[コレクションから抜き出したエントリ]
========================================
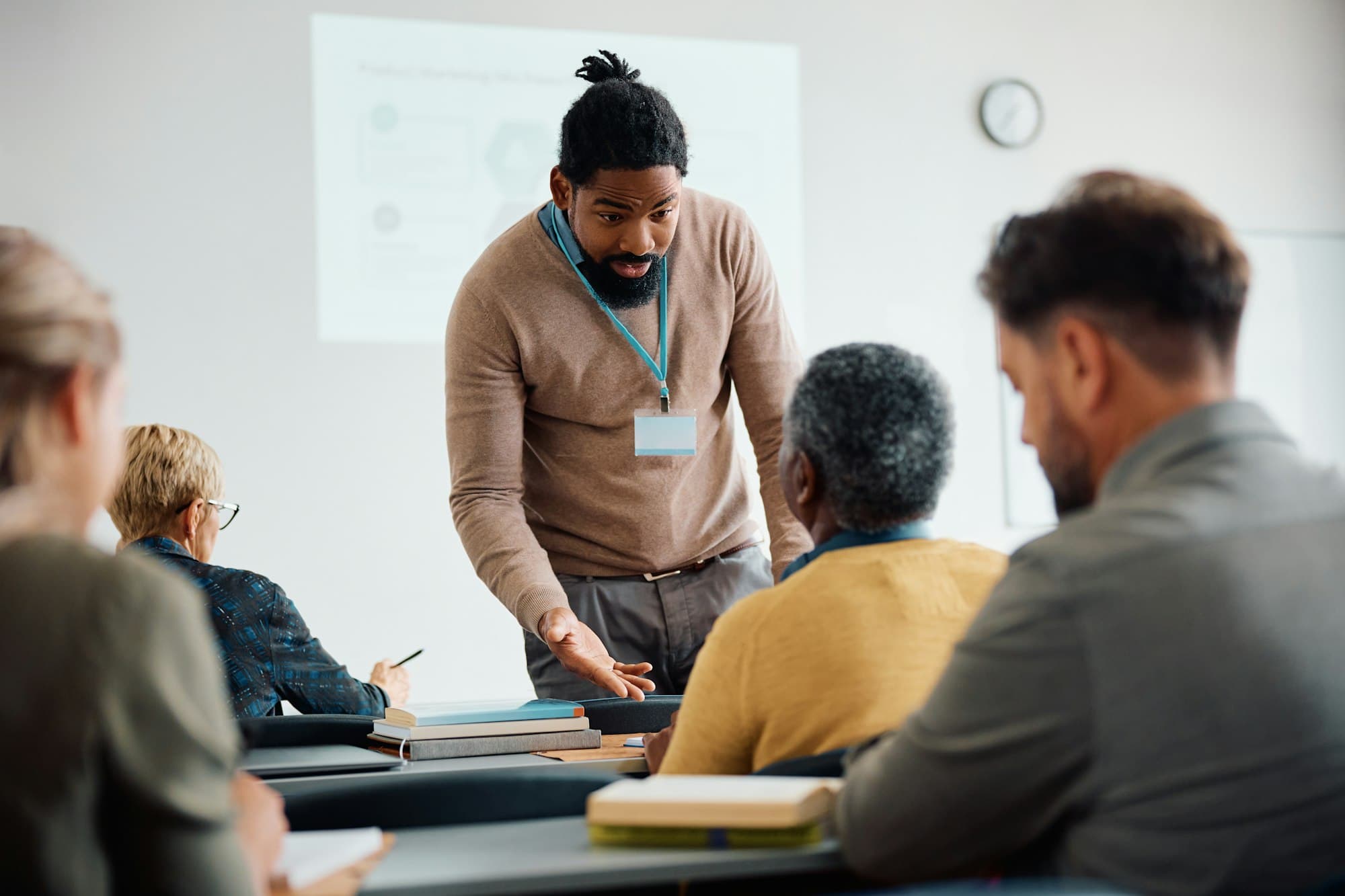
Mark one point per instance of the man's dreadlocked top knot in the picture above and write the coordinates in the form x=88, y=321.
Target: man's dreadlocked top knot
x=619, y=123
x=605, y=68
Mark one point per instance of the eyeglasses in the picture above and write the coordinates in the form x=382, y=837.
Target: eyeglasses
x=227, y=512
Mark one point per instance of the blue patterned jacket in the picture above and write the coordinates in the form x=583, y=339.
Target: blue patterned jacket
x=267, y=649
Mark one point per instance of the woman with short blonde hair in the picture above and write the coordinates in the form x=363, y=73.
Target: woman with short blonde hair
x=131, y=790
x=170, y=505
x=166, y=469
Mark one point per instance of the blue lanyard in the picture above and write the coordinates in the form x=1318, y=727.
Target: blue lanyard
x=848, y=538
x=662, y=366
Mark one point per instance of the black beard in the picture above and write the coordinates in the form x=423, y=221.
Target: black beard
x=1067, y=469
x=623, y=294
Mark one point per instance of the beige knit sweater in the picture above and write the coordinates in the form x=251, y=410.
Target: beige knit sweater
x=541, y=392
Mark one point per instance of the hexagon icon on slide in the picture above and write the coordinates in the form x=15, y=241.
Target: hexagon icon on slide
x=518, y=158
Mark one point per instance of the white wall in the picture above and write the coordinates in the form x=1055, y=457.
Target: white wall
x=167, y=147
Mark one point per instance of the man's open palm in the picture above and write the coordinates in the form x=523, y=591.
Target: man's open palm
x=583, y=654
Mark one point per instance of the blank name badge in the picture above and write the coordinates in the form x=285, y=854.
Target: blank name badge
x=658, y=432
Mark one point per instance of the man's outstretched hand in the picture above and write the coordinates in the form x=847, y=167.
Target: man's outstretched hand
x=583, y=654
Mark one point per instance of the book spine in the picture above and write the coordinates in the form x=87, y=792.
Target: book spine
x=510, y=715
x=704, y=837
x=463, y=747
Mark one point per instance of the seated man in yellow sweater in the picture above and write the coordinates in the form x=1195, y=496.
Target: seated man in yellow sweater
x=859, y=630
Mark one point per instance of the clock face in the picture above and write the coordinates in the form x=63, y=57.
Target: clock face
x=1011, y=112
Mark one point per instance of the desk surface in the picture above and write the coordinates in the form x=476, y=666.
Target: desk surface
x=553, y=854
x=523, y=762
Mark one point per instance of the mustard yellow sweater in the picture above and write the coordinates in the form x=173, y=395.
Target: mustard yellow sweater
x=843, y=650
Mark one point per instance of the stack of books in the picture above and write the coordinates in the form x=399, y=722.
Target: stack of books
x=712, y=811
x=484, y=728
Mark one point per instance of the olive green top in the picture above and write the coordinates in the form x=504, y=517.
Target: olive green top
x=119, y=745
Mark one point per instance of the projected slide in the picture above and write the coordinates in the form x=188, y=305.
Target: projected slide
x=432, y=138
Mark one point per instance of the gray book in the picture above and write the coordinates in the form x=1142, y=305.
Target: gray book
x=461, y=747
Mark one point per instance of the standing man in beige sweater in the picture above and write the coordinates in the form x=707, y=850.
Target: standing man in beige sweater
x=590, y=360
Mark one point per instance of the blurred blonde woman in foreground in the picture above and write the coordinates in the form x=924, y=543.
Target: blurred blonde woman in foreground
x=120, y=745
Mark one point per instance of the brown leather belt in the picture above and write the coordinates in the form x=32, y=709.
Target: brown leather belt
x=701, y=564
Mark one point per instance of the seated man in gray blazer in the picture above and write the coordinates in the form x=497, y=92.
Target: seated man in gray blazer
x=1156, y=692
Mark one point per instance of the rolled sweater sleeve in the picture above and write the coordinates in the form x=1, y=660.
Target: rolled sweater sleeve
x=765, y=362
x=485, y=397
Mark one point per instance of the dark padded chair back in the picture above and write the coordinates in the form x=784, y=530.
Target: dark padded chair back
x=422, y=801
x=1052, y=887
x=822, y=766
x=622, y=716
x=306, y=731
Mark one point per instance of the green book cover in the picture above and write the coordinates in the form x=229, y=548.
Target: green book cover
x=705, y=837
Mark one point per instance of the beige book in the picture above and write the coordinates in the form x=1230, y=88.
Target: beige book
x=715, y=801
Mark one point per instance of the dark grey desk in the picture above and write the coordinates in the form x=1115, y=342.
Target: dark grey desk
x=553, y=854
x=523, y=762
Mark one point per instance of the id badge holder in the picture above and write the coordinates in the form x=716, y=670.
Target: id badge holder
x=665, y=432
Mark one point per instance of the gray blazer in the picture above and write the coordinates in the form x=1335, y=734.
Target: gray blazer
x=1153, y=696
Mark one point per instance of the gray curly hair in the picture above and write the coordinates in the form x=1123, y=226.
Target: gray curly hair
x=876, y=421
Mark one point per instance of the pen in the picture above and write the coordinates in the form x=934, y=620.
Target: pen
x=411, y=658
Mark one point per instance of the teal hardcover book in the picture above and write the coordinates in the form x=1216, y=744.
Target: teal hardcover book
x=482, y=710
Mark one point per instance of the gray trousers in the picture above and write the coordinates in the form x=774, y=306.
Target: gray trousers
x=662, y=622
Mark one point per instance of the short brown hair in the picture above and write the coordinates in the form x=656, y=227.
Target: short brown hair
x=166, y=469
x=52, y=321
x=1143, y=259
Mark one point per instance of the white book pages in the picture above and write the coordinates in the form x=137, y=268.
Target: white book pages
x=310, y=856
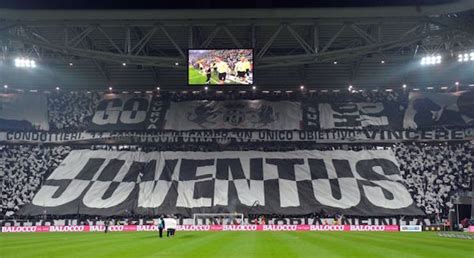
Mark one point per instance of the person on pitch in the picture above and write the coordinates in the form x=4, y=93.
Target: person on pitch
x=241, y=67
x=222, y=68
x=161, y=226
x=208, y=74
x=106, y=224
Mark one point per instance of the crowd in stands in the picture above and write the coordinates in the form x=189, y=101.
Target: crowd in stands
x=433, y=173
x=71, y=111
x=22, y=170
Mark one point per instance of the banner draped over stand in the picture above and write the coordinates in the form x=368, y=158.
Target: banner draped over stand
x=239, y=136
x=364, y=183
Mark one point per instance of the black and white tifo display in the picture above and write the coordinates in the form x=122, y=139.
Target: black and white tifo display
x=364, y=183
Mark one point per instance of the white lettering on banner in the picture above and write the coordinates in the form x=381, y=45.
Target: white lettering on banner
========================================
-- 短い課題 --
「Mark one point per instance of the id」を含む行から「x=22, y=170」を含む行までを、「gray blazer」を「charcoal blazer」に置き換えて書き直せ。それ以外は一切変えず、画像は出力から除くこと。

-- 課題の出力 --
Mark one point per instance of the id badge holder in the picture above and write the coordinates in the form x=716, y=670.
Target: id badge holder
x=665, y=432
Mark one point per instance of the charcoal blazer in the picture above and write the coordinates in the form x=1335, y=734.
Target: charcoal blazer
x=1153, y=696
Mark one point per instance of the gray curly hair in the picture above and write the coordinates in the form x=1123, y=226.
Target: gray curly hair
x=876, y=421
Mark one point per instance of the pen in the picture above and write the coordinates in the form x=934, y=620.
Target: pen
x=411, y=658
Mark one point per instance of the teal hardcover book in the picture above and write the coordinates in the form x=1216, y=744.
Target: teal hardcover book
x=482, y=710
Mark one point per instance of the gray trousers in the picture above and write the coordinates in the form x=774, y=306.
Target: gray trousers
x=662, y=622
Mark one point per instance of the short brown hair in the picture above and write the coordinates in the form x=656, y=227.
Target: short brown hair
x=166, y=469
x=52, y=321
x=1143, y=259
Mark one point per instance of the white book pages in the picture above and write the coordinates in the form x=137, y=268.
Target: white book pages
x=310, y=856
Mark one point per instance of the person on pitch in the picture above and write the coordinates in the form x=4, y=93.
Target: person on pitch
x=241, y=67
x=222, y=68
x=161, y=226
x=208, y=74
x=106, y=224
Mark one point per instance of the crowd in stands in the picture above and write the coordinates in the form x=189, y=101.
Target: crowd in stands
x=433, y=173
x=71, y=111
x=22, y=170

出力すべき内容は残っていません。